Each line below that carries the string "location" must appear in the answer.

BEGIN Data for this task

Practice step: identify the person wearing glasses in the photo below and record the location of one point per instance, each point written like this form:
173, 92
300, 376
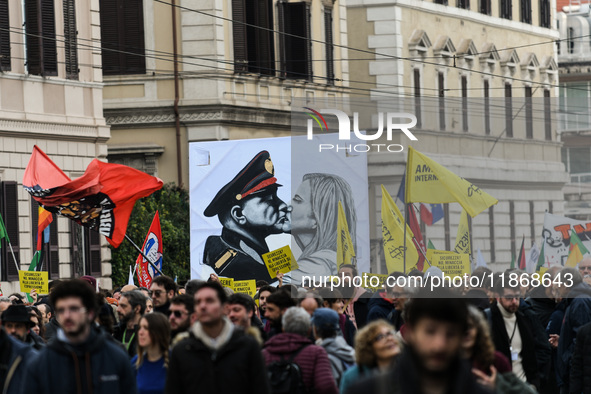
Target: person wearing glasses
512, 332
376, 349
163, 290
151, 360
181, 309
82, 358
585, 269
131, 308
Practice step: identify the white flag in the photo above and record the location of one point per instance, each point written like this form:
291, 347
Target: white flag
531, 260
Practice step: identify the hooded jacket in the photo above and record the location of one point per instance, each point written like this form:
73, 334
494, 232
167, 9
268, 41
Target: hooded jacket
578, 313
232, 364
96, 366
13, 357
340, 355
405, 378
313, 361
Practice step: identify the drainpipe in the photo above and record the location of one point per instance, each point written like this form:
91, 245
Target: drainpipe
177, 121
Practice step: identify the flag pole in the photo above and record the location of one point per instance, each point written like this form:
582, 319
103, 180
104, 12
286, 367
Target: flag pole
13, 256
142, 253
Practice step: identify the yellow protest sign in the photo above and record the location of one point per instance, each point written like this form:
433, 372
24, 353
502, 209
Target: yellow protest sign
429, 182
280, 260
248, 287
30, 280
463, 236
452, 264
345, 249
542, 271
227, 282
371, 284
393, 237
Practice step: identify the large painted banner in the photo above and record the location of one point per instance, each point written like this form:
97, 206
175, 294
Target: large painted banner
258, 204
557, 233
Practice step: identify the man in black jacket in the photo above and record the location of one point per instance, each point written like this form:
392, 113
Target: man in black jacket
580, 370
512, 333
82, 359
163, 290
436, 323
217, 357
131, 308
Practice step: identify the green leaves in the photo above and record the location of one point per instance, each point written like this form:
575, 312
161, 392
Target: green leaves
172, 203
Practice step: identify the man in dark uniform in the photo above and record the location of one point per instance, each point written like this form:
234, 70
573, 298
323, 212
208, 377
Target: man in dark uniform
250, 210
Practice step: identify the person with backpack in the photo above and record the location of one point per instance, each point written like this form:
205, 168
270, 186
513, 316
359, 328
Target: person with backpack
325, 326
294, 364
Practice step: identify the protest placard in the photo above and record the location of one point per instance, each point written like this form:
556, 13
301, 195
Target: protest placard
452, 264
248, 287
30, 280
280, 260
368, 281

END Data for this task
BEGIN Data for this task

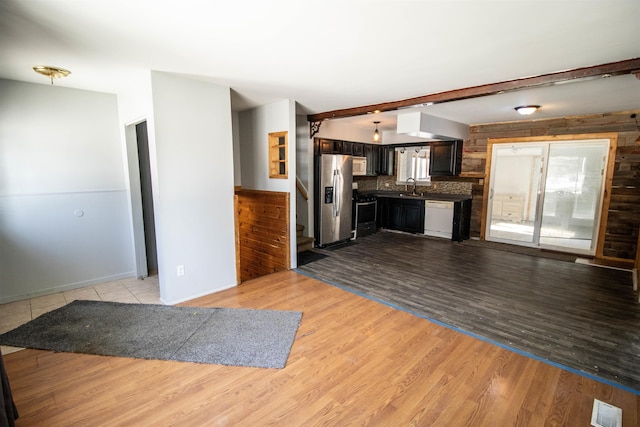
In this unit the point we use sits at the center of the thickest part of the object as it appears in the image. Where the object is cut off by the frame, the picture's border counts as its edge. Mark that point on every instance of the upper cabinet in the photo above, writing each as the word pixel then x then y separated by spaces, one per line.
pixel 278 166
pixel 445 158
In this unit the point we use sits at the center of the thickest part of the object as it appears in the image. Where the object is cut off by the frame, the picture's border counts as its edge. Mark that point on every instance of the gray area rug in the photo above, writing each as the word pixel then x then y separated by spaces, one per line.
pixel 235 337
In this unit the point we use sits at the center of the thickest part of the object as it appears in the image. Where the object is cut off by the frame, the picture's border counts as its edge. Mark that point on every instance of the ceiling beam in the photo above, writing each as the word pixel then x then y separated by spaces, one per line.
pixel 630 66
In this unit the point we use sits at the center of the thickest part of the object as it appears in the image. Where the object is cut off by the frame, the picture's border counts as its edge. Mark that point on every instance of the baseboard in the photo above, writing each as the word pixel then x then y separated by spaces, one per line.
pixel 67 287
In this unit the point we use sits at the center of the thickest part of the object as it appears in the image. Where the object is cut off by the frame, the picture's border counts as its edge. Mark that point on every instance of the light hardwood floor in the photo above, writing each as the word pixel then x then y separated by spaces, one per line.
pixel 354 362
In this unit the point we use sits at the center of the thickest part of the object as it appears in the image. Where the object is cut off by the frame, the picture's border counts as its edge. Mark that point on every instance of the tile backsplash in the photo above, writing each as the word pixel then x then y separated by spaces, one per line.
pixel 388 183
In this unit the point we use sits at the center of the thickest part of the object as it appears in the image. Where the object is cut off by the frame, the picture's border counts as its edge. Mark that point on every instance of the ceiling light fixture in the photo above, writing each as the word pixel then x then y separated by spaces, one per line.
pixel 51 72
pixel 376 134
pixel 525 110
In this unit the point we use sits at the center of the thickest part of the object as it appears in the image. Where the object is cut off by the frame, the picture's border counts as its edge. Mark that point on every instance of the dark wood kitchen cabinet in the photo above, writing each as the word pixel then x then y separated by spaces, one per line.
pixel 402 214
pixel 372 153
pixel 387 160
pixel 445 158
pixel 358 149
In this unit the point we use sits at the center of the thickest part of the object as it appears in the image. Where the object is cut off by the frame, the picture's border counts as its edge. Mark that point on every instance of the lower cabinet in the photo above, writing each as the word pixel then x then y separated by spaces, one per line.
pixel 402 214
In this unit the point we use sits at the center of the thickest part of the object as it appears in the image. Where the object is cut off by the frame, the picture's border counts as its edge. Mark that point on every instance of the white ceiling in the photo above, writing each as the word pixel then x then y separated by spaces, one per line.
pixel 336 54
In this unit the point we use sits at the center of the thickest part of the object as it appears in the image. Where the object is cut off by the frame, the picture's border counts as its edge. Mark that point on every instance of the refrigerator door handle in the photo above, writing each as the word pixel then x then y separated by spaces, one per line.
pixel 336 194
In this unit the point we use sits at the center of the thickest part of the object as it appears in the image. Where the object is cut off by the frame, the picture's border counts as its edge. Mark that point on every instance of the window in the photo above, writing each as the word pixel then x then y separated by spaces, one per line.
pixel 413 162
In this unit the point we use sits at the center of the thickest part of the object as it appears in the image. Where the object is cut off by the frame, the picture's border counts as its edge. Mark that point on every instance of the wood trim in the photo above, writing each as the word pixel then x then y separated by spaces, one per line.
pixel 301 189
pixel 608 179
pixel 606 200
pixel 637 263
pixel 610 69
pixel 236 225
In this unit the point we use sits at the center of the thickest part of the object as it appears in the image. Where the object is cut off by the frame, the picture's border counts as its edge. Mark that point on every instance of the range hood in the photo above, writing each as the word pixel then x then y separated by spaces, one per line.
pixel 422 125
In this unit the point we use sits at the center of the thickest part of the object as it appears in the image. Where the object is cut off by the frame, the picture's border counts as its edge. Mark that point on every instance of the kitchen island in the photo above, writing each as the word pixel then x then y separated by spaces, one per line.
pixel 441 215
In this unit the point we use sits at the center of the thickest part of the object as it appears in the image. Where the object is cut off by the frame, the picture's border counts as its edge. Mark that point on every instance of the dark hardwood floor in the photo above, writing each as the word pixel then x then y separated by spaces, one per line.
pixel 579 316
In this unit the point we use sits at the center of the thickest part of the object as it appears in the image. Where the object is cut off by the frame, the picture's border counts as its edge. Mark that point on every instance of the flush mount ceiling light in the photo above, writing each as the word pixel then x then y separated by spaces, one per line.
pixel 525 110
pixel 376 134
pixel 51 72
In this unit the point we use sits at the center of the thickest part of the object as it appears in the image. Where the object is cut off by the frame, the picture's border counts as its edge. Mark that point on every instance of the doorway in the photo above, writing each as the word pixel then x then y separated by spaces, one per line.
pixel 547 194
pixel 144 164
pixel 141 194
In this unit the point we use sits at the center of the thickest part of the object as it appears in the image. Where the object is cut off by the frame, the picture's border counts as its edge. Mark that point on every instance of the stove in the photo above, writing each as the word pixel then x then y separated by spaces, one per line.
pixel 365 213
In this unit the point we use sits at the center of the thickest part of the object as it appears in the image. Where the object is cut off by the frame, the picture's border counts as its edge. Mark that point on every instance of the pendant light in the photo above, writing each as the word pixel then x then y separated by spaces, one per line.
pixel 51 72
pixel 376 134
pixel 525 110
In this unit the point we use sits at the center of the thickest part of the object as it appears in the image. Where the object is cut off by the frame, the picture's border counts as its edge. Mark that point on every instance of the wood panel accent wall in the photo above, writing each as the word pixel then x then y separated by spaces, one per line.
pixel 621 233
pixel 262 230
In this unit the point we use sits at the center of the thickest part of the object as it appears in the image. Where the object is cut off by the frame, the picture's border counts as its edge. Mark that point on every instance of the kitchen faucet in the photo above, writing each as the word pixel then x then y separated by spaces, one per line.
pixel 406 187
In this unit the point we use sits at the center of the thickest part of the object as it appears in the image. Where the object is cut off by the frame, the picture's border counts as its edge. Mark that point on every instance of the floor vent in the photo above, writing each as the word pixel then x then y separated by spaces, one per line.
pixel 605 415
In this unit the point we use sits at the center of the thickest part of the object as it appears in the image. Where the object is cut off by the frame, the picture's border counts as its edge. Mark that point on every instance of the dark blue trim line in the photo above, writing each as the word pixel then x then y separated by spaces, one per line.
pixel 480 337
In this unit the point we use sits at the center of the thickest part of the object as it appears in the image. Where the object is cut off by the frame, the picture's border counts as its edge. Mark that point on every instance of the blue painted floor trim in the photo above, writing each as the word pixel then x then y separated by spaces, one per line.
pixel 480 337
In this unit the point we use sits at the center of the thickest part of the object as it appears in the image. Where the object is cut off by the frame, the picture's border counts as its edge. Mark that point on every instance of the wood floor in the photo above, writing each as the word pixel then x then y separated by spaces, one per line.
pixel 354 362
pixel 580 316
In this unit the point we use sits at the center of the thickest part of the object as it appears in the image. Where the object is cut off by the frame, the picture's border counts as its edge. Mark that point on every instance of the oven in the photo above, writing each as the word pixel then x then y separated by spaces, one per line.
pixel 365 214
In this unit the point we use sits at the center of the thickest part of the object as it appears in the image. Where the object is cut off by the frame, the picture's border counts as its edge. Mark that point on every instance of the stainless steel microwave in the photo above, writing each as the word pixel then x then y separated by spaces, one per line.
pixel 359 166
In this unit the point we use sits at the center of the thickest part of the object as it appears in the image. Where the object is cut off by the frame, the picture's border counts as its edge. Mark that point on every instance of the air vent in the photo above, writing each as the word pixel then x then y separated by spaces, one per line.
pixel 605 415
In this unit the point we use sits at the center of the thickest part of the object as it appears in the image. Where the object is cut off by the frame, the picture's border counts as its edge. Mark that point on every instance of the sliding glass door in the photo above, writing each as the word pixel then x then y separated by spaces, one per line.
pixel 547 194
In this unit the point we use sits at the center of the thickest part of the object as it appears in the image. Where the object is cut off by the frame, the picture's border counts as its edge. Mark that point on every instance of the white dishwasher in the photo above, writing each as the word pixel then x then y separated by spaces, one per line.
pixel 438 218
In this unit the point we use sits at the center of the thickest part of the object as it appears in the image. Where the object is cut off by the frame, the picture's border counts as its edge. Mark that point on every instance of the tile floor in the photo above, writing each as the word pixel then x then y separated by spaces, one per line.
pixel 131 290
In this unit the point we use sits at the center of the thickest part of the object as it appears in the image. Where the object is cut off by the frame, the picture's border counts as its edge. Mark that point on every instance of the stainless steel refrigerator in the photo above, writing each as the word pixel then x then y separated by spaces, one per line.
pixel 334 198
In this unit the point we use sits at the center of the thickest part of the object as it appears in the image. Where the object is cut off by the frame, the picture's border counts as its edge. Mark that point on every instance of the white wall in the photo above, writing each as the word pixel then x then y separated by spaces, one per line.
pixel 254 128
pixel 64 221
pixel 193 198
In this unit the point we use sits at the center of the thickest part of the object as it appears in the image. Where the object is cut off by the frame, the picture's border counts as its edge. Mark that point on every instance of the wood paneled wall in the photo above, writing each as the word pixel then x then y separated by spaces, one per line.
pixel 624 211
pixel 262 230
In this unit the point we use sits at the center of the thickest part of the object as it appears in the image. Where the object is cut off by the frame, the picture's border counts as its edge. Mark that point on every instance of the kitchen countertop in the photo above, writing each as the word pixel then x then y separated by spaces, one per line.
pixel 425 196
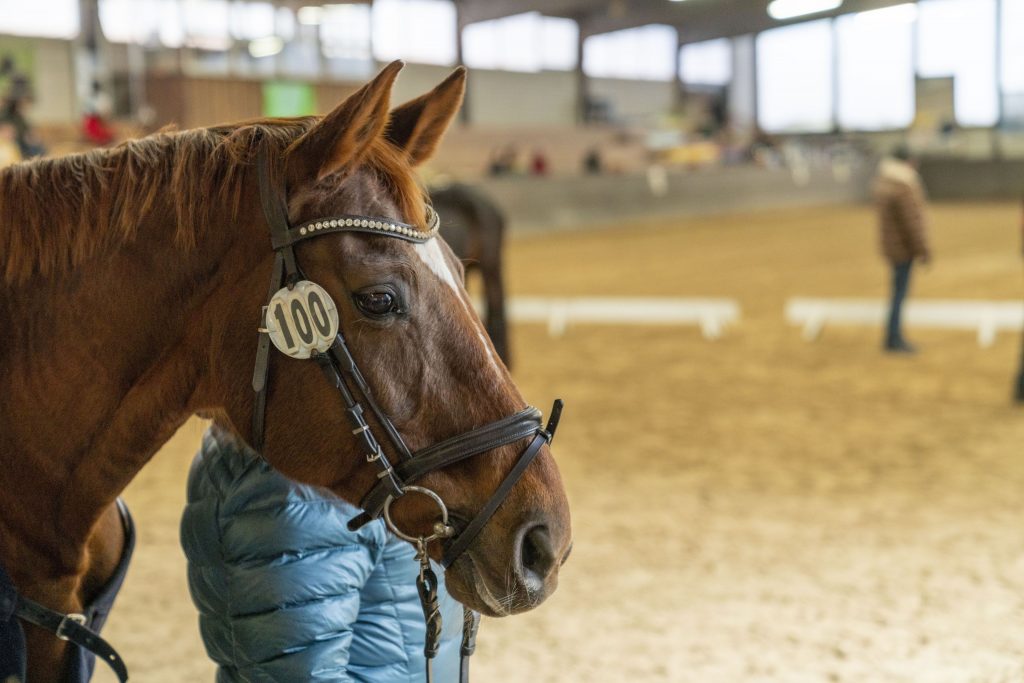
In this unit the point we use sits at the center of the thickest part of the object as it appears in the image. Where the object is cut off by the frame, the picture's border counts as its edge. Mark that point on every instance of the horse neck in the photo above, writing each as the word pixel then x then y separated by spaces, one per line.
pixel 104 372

END Data for this task

Result below -
Practice step: identify the person wearing glasses in the photo below and record the location of one point per instance, each point written like this form:
Practice step: identify the white flag in the photo above and record the location of one point per instance, each point written like this form:
Practice step: identify the hooded jacket in the photo above and record the location of one point per instance, each point written like this form:
Practice step: identify the drainpipe in the photo above and record the location of one point per instance, each point written like this form:
Practice step: identify the flag pole in the photo above and record the location of one point per instance, each point written like this form:
Practice step: identify the yellow protest sign in the photo above and record the location of one point per instance, each point written like this form:
Practice step: identify the large painted banner in the photo above and record the location of one point per instance, each point written like this form:
Practice step: identify the man in black jacket in the photo above and record the location of one point per instance, each point written like this form:
Practice step: identify the green leaves in the photo above and record the location of one point per instance, each point written like this form:
Practice step: identify the man in dark uniform in the photo above and record the location of one point per instance, each point written like this form:
Practice step: identify the person with backpack in the photo above and record the location of one point per instance, each point written like this form:
Practice step: identify the protest placard in the photo above and record the location of one point per instance, each point written like this form:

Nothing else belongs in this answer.